*YOUR INSTRUCTIONS*:
Hand back the entries below exactly.

Extracted data entries:
※
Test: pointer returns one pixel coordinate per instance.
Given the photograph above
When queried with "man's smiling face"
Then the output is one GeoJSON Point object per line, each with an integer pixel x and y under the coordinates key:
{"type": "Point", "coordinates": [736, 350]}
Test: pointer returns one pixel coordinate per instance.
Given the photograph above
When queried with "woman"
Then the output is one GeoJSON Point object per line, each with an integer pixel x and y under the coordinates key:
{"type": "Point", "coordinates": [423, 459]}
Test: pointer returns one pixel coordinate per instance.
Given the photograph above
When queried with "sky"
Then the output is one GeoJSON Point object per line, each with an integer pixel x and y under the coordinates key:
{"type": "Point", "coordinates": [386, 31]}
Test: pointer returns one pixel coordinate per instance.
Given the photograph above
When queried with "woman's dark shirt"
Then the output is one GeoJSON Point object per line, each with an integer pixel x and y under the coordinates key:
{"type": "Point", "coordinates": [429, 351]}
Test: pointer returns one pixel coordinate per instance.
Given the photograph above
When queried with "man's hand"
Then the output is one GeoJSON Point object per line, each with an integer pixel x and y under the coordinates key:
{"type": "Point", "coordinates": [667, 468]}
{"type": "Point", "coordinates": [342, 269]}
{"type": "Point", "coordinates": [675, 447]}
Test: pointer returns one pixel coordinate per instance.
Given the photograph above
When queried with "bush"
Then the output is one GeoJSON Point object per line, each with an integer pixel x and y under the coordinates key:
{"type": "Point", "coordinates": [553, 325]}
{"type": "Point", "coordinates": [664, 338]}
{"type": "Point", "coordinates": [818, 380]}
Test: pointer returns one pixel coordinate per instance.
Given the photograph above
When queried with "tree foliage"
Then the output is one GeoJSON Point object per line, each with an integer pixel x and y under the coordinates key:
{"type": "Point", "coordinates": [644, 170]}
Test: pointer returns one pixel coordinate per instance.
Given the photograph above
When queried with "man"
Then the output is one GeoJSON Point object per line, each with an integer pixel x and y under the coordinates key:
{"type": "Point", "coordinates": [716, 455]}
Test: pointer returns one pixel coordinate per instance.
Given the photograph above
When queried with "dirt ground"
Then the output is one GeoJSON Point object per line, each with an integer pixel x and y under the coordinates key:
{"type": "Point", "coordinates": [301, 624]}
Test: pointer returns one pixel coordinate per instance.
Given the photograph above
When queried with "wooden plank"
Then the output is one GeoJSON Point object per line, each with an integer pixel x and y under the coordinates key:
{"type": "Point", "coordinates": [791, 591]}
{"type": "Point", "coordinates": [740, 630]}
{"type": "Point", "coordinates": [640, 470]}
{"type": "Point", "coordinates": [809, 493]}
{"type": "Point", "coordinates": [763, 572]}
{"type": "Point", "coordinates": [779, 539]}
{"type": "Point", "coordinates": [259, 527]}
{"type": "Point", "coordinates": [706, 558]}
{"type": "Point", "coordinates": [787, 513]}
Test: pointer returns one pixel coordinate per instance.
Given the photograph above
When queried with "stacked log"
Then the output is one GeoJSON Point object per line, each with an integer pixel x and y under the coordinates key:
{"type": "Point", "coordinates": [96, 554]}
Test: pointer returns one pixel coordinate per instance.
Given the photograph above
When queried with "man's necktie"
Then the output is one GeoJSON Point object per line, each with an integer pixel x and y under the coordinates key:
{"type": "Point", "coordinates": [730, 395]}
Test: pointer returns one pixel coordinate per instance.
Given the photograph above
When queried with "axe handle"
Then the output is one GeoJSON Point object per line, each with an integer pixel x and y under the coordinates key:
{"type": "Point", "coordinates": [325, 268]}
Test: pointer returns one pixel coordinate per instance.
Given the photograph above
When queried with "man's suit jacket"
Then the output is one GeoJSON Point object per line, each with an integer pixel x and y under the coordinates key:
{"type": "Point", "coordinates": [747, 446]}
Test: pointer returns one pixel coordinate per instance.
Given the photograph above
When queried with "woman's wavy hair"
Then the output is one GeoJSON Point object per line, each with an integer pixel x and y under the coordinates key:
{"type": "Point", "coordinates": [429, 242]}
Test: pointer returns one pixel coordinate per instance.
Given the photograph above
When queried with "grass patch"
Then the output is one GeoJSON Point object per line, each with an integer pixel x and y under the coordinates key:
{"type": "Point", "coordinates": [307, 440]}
※
*RESULT FOR THIS EXERCISE*:
Test: pointer returns one pixel coordinate per instance.
Given the photograph above
When queried with "man's smiling face"
Then the output is one GeoJSON Point object per line, each with an integer pixel x and y under the coordinates key:
{"type": "Point", "coordinates": [736, 350]}
Test: pointer returns one pixel coordinate per instance.
Given the photograph above
When queried with "woman"
Then the output is one GeoJSON Point object per line, each with an integer pixel x and y under the coordinates key:
{"type": "Point", "coordinates": [423, 459]}
Test: pointer returns one pixel coordinate per instance.
Given the photograph above
When queried with "sky"
Then the output is one GeoJSON Point object per line, each with an integer pixel x and y under the coordinates key:
{"type": "Point", "coordinates": [386, 31]}
Test: pointer returns one pixel coordinate per instance.
Given the photograph above
When queried with "woman's dark shirt"
Then the output is one GeoJSON Point object per line, each with an integer pixel x and y under the coordinates key:
{"type": "Point", "coordinates": [429, 351]}
Test: pointer returns one pixel coordinate per instance.
Given the photograph above
When queried with "man's hand"
Then the output is one GeoJSON Point object per line, each with an integer pixel x and y under the coordinates key:
{"type": "Point", "coordinates": [667, 468]}
{"type": "Point", "coordinates": [342, 269]}
{"type": "Point", "coordinates": [675, 447]}
Test: pointer returns one pixel coordinate per instance.
Given the photograph above
When queried with "bush"
Then the output is one GeoJSON Point object per line, each with an integer pixel x and y under the coordinates key:
{"type": "Point", "coordinates": [553, 325]}
{"type": "Point", "coordinates": [664, 338]}
{"type": "Point", "coordinates": [818, 380]}
Test: pointer returns one pixel coordinate per instance.
Given the photograph above
When queried with "tree foliage"
Then the output is one GeoJSON Point object per line, each with an integer pixel x and y under the coordinates key:
{"type": "Point", "coordinates": [644, 170]}
Test: pointer returns one pixel coordinate per instance.
Given the photograph above
When queried with "man"
Then the output is one GeoJSON Point object per line, each with an integer pixel x and y under the coordinates key:
{"type": "Point", "coordinates": [716, 455]}
Test: pointer returns one pixel coordinate per instance.
Given the photograph above
When queried with "dirt ground"
Then the output is one GeoJSON Point object per line, each with an integer pixel x and y under the coordinates key:
{"type": "Point", "coordinates": [301, 624]}
Test: pointer returns one pixel coordinate per instance.
Given the photograph above
When queried with "wooden plank"
Then the output is one GeoJSON Point object per line, each with an integer pixel x and y under the coordinates key:
{"type": "Point", "coordinates": [791, 591]}
{"type": "Point", "coordinates": [740, 630]}
{"type": "Point", "coordinates": [640, 470]}
{"type": "Point", "coordinates": [809, 493]}
{"type": "Point", "coordinates": [763, 572]}
{"type": "Point", "coordinates": [779, 539]}
{"type": "Point", "coordinates": [259, 527]}
{"type": "Point", "coordinates": [706, 558]}
{"type": "Point", "coordinates": [787, 513]}
Test: pointer returns one pixel coordinate per instance.
Given the photograph above
When queried with "stacked log"
Then the output is one GeoJSON Point object per line, each with an integer pixel x and y under the coordinates key:
{"type": "Point", "coordinates": [96, 554]}
Test: pointer returns one pixel coordinate per instance.
Given the photograph above
When queried with "man's necktie"
Then the output is one GeoJSON Point object per line, each with an integer pixel x and y under the coordinates key:
{"type": "Point", "coordinates": [730, 395]}
Test: pointer returns one pixel coordinate per instance.
Given the photograph above
When queried with "axe handle"
Then the output is one GeoJSON Point object per line, each with an integer pixel x and y under the coordinates key:
{"type": "Point", "coordinates": [325, 268]}
Test: pointer returns one pixel coordinate per instance.
Given the photograph above
When queried with "man's suit jacket"
Then the output is one GeoJSON Point object per line, each with an integer pixel x and y under the coordinates key:
{"type": "Point", "coordinates": [747, 446]}
Test: pointer returns one pixel coordinate per instance.
Given the photograph above
When queried with "woman's wavy hair"
Then the output is one GeoJSON Point object per line, each with an integer pixel x and y under the coordinates key:
{"type": "Point", "coordinates": [429, 242]}
Test: pointer returns one pixel coordinate per instance.
Given the photograph above
When queried with "grass patch"
Then the output is one GeoJSON Point object per line, each with an integer pixel x and y under the coordinates key:
{"type": "Point", "coordinates": [307, 440]}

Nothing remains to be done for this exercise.